EXERCISE OBJECTIVE:
In the material below, find every line containing "parked" and copy that line.

WORKING DATA:
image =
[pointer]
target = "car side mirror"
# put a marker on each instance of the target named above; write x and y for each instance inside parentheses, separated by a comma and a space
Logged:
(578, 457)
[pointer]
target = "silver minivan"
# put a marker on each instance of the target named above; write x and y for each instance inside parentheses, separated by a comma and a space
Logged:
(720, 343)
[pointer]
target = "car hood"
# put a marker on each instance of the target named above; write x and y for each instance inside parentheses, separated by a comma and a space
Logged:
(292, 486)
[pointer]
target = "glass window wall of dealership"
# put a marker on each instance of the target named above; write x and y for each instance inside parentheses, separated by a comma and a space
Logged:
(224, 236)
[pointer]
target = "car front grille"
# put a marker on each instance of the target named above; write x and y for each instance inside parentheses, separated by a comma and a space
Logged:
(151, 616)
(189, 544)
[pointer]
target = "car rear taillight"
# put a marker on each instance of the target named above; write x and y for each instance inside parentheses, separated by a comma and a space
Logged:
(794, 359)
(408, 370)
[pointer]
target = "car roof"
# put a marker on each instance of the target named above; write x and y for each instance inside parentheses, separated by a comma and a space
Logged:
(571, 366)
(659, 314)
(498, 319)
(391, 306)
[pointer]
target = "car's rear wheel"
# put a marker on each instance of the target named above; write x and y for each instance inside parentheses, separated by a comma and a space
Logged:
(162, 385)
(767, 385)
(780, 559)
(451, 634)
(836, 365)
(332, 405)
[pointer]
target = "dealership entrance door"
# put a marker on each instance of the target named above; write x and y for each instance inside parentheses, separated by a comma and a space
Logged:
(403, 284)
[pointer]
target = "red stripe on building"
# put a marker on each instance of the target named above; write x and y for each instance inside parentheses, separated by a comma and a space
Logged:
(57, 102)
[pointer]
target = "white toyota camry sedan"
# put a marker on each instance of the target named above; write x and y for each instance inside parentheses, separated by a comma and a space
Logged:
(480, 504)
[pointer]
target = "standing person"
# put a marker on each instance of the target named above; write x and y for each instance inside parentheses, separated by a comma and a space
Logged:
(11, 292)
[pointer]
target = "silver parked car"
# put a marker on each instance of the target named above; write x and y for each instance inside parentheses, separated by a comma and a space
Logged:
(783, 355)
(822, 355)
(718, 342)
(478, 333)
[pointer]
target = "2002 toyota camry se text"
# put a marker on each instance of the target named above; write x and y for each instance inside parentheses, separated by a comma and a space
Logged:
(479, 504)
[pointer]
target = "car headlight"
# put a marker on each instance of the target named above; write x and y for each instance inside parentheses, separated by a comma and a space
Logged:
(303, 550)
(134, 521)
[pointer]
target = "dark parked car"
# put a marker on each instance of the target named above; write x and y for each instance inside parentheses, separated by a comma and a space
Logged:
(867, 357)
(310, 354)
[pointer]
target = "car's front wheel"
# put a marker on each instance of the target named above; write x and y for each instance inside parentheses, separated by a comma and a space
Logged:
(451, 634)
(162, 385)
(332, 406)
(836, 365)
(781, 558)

RESPONSE:
target = "silver parked car"
target = "dark parked car"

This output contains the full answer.